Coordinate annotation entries
──────────────────────────────

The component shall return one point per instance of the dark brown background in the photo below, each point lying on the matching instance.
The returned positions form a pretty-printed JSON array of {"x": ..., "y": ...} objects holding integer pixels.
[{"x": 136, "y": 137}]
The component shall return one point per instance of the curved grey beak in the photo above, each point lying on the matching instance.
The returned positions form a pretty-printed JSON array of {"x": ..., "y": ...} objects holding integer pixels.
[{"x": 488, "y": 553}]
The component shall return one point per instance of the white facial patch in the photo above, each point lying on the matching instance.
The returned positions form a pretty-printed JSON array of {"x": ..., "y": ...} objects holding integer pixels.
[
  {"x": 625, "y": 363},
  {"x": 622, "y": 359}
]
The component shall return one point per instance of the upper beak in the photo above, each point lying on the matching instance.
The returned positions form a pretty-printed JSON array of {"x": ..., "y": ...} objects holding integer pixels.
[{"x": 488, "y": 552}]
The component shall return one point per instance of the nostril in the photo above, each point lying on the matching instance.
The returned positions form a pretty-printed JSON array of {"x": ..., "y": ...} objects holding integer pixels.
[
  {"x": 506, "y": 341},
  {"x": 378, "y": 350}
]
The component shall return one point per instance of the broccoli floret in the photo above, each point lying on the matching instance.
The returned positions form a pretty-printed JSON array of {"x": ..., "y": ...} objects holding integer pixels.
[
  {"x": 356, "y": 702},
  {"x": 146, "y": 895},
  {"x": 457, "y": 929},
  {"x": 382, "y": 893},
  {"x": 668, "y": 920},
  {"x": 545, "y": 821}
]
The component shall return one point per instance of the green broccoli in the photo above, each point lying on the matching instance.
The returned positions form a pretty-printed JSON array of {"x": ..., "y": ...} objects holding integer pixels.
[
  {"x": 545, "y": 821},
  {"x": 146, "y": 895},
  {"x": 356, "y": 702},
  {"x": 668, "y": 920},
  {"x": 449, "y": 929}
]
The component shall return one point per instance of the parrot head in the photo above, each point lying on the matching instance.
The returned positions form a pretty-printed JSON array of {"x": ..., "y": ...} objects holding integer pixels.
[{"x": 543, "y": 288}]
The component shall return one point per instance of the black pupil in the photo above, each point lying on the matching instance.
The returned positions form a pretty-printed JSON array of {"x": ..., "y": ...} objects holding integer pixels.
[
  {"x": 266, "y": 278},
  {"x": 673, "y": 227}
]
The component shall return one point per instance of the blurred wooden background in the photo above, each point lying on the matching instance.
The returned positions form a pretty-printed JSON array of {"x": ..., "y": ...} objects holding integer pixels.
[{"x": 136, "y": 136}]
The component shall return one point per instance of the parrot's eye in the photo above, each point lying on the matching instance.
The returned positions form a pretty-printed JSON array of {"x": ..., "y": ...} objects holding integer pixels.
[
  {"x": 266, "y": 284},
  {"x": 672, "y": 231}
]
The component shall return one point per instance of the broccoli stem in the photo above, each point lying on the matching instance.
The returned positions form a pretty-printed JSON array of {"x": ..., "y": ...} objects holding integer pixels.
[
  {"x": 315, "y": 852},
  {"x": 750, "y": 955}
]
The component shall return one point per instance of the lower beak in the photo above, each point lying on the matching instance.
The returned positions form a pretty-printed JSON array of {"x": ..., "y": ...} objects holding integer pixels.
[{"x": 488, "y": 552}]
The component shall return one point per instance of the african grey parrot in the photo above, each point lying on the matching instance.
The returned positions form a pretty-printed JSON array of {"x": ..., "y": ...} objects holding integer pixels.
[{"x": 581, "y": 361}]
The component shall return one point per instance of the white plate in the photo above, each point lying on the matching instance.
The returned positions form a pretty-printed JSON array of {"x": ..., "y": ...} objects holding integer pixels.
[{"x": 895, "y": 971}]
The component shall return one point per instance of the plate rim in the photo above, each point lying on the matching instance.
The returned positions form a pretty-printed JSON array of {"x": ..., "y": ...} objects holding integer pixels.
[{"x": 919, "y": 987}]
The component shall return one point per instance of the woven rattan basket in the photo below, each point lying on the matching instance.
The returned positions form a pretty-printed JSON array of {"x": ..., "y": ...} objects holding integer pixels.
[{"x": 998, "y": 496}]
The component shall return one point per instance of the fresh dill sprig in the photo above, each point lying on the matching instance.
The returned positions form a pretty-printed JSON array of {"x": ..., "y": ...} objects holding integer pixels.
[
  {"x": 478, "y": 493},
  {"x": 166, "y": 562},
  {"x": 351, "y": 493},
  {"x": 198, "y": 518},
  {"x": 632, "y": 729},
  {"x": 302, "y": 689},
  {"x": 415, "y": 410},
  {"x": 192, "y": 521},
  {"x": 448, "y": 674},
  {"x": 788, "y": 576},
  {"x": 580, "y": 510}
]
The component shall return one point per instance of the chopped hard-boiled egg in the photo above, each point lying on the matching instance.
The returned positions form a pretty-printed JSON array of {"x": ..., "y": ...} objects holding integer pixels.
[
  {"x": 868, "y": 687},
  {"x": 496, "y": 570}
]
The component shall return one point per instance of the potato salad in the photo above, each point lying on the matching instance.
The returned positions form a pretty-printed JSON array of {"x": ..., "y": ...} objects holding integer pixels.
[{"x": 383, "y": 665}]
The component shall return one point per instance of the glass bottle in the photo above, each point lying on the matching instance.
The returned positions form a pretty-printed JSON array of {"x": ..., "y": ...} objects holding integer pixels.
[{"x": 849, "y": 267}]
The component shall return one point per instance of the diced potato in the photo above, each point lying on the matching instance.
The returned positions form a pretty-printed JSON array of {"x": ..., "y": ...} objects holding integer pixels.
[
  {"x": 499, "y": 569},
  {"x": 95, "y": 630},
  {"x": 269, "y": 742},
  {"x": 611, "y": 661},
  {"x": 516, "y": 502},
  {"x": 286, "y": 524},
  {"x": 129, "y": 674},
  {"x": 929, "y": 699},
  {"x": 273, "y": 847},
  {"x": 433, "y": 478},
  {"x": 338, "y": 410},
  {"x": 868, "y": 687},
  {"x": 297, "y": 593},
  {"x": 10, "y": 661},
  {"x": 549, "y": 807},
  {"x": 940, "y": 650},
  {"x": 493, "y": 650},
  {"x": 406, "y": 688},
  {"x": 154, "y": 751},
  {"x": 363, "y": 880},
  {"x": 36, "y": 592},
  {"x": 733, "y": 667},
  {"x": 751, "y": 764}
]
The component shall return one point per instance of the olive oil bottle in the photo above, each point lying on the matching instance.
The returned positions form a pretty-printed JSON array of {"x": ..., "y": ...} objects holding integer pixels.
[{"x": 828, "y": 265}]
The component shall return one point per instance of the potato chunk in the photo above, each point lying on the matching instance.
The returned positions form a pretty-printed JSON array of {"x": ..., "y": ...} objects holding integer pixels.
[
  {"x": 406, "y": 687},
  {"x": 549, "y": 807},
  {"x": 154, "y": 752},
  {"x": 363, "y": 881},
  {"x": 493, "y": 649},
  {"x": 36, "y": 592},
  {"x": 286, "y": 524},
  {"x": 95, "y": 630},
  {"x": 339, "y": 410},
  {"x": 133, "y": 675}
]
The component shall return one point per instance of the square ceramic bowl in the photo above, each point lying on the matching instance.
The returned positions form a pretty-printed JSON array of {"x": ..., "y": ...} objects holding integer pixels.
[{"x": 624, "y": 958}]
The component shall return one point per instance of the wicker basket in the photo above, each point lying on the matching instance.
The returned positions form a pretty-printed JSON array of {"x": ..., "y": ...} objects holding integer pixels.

──────────────────────────────

▸ Directions for this task: Without changing a word, restate the whole listing.

▸ Exercise solution:
The component shall return one point per instance of the dark brown background in the photo below, each point lying on the matching instance.
The returned positions form a pretty-printed JSON array of {"x": ..., "y": ...} objects holding integer pixels.
[{"x": 136, "y": 137}]
The component shall return one point per instance of the curved grey beak in the photo above, each point lying on the matching instance.
The returned positions form a pretty-printed JSON array of {"x": ..., "y": ...} objects holding integer pixels.
[{"x": 488, "y": 553}]
The component shall return one point per instance of the white facial patch in the photo above, each point lying on the matching instance.
The returned positions form a pretty-printed JSON array of {"x": ..., "y": ...} objects holding integer pixels.
[
  {"x": 625, "y": 363},
  {"x": 622, "y": 359}
]
The component shall return one point per instance of the upper beak in the photo above, each point lying on the matching instance.
The returned positions form a pretty-printed JSON array of {"x": ..., "y": ...} objects holding integer pixels.
[{"x": 488, "y": 552}]
The component shall return one point per instance of the nostril in the photo above, each point lying on the matching instance.
The returned positions form a pretty-printed JSON array of {"x": ..., "y": ...} objects holding integer pixels.
[
  {"x": 506, "y": 341},
  {"x": 378, "y": 350}
]
The component shall return one point per instance of the broccoli floret in the photo above, each point lying on the matching instance.
The returned positions form a pretty-printed JSON array of {"x": ..., "y": ...} objects holding integer pixels.
[
  {"x": 356, "y": 702},
  {"x": 146, "y": 895},
  {"x": 457, "y": 929},
  {"x": 382, "y": 893},
  {"x": 668, "y": 920},
  {"x": 545, "y": 821}
]
The component shall return one point per instance of the green broccoli in the photo above, each point lying on the matching instance.
The returned positions form a pretty-printed JSON array of {"x": ..., "y": ...} objects holding integer pixels.
[
  {"x": 545, "y": 821},
  {"x": 146, "y": 895},
  {"x": 356, "y": 702},
  {"x": 668, "y": 920},
  {"x": 449, "y": 929}
]
The component shall return one point per instance of the parrot head in the photo above, each point lying on the matching instance.
The returned positions form a pretty-printed JSON array of {"x": ..., "y": ...} objects holding integer pixels.
[{"x": 543, "y": 288}]
The component shall return one point per instance of the black pupil in the photo above, each point lying on the matching instance.
The returned positions form a pretty-printed JSON array of {"x": ..., "y": ...} objects holding integer pixels.
[
  {"x": 266, "y": 278},
  {"x": 673, "y": 227}
]
The component shall return one point per instance of the blurred wooden background in the photo above, each point lying on the matching instance.
The returned positions form a pretty-printed JSON array of {"x": ..., "y": ...} objects holding integer pixels.
[{"x": 136, "y": 136}]
The component shall return one point per instance of the parrot's eye in the photo above, each point lying on the matching instance.
The returned positions form a pretty-printed JSON array of {"x": ..., "y": ...} objects holding integer pixels.
[
  {"x": 266, "y": 284},
  {"x": 672, "y": 231}
]
The component shall return one point per instance of the broccoli stem in the photo above, each point lying on the matching instance.
The returned positions form a pretty-printed JSON array of {"x": ..., "y": ...} objects holding integer pixels.
[
  {"x": 315, "y": 852},
  {"x": 750, "y": 955}
]
The component shall return one point per instance of the lower beak in the photo above, each point lying on the matching instance.
The returned positions form a pretty-printed JSON array of {"x": ..., "y": ...} objects holding integer pixels.
[{"x": 488, "y": 552}]
The component shall return one point per instance of the african grey parrot in the photo above, each point lying on the matching instance.
The returned positions form a pretty-printed JSON array of {"x": ..., "y": ...} objects holding integer pixels.
[{"x": 581, "y": 361}]
The component shall return one point per instance of the white plate in the photo above, each point lying on the matching instance.
The returned positions form a pretty-printed JSON array of {"x": ..., "y": ...} objects holding integer pixels.
[{"x": 895, "y": 971}]
The component shall return one point per instance of the plate rim in the photo above, each point lying on the matching instance.
The returned positions form a pretty-printed JSON array of {"x": ..., "y": ...} objects holding integer pixels.
[{"x": 919, "y": 987}]
The component shall return one point per instance of the woven rattan basket in the photo below, each point lying on the matching instance.
The returned positions form a pretty-printed JSON array of {"x": ..., "y": ...} objects holding integer pixels.
[{"x": 998, "y": 496}]
The component shall return one point per instance of the fresh dill sprig in the photo above, each point lying on the matching instance.
The returned positions form a pretty-printed JSON array of {"x": ..., "y": ...} objects holding integer pixels.
[
  {"x": 478, "y": 493},
  {"x": 166, "y": 562},
  {"x": 351, "y": 493},
  {"x": 198, "y": 518},
  {"x": 632, "y": 729},
  {"x": 302, "y": 689},
  {"x": 415, "y": 410},
  {"x": 192, "y": 521},
  {"x": 448, "y": 674},
  {"x": 788, "y": 576},
  {"x": 580, "y": 510}
]
The component shall return one point per instance of the chopped hard-boiled egg in the photo above, each point lying on the matching instance.
The returned positions form a pretty-printed JSON array of {"x": ..., "y": ...} objects holding integer pixels.
[
  {"x": 868, "y": 687},
  {"x": 496, "y": 570}
]
The component shall return one point per instance of the potato salad in the photo above, each point lying on the matching instance.
The returned positions form a pretty-printed JSON array of {"x": ..., "y": ...} objects holding integer pixels.
[{"x": 383, "y": 665}]
The component shall return one point per instance of the glass bottle in the photo above, each point lying on the matching instance.
The returned positions form a pretty-printed JSON array of {"x": ..., "y": ...} objects holding integer pixels.
[{"x": 849, "y": 267}]
The component shall return one point per instance of the diced potato in the photo above, each point lying on the matching instance.
The returned positions form a pretty-printed JSON array of {"x": ..., "y": ...} objects holding integer pixels.
[
  {"x": 499, "y": 569},
  {"x": 95, "y": 630},
  {"x": 269, "y": 742},
  {"x": 611, "y": 661},
  {"x": 516, "y": 502},
  {"x": 286, "y": 524},
  {"x": 129, "y": 674},
  {"x": 929, "y": 699},
  {"x": 273, "y": 847},
  {"x": 433, "y": 478},
  {"x": 338, "y": 410},
  {"x": 868, "y": 687},
  {"x": 297, "y": 593},
  {"x": 10, "y": 661},
  {"x": 549, "y": 807},
  {"x": 940, "y": 650},
  {"x": 493, "y": 650},
  {"x": 406, "y": 688},
  {"x": 154, "y": 751},
  {"x": 363, "y": 880},
  {"x": 36, "y": 592},
  {"x": 733, "y": 667},
  {"x": 751, "y": 764}
]
The component shall return one point per instance of the olive oil bottle in the photo above, each point lying on the matching instance.
The returned positions form a pretty-printed JSON array of {"x": ..., "y": ...} objects holding integer pixels.
[{"x": 828, "y": 265}]
The component shall return one point per instance of the potato chunk in the photo above, each point lying on the matching instance.
The returned positions form a pretty-printed JSON array of {"x": ..., "y": ...} objects holding integer pixels.
[
  {"x": 406, "y": 687},
  {"x": 549, "y": 807},
  {"x": 154, "y": 752},
  {"x": 363, "y": 881},
  {"x": 493, "y": 649},
  {"x": 36, "y": 592},
  {"x": 286, "y": 524},
  {"x": 95, "y": 630},
  {"x": 339, "y": 410},
  {"x": 133, "y": 675}
]
The component shall return one point per instance of the square ceramic bowl in the photo above, each point lying on the matching instance.
The returned positions form a pretty-printed JSON array of {"x": ..., "y": ...} objects holding integer pixels.
[{"x": 624, "y": 958}]
The component shall return one point per instance of the wicker basket in the photo above, each point lying on the matching instance.
The returned positions form a pretty-printed JSON array of {"x": ..., "y": ...} objects holding integer pixels.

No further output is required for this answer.